[start of RECORDED DATA]

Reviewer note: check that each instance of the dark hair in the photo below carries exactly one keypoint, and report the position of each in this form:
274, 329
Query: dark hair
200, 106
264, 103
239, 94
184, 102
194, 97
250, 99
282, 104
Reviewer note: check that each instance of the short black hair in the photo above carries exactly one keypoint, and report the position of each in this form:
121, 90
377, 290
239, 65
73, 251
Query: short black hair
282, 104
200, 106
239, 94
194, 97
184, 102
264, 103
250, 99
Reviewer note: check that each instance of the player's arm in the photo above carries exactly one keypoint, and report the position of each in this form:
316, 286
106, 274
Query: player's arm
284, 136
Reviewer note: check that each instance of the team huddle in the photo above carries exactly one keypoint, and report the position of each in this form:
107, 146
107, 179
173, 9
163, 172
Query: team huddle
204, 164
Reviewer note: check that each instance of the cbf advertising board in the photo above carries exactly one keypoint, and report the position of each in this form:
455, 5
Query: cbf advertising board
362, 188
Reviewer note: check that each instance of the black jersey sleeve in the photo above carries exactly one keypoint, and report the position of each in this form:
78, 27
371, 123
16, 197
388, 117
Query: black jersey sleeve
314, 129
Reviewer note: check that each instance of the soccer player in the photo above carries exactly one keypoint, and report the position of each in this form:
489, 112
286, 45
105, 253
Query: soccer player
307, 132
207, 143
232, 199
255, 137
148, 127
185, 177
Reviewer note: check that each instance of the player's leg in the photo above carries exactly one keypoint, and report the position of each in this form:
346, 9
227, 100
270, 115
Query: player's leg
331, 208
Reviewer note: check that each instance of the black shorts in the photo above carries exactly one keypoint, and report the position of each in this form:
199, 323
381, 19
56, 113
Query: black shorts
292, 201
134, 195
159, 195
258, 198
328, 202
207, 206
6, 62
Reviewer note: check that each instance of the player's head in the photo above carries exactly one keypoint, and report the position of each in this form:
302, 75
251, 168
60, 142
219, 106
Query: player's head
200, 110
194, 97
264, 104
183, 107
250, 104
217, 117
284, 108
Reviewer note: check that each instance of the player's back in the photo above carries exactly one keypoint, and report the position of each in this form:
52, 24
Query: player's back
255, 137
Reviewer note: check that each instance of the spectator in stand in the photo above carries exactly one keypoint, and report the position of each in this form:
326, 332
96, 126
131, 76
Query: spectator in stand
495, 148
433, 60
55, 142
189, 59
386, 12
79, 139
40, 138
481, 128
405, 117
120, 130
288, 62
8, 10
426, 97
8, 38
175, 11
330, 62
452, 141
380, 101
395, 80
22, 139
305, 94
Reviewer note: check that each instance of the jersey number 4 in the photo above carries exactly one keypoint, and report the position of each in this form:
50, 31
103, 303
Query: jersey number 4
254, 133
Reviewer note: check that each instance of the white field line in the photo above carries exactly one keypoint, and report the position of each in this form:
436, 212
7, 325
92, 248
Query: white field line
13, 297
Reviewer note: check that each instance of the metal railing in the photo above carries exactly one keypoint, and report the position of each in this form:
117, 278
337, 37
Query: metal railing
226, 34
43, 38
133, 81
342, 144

[end of RECORDED DATA]

PROBLEM.
Write out the lines from the one containing "Reviewer note: check that each instance of the metal" through the last line of the records above, including both of those lines.

EXERCISE SOLUTION.
Reviewer note: check that each instance of the metal railing in the photo above carries exactly one keypoint, and report the position of each in this form:
117, 278
337, 37
Query: metal railing
226, 34
43, 38
133, 81
342, 144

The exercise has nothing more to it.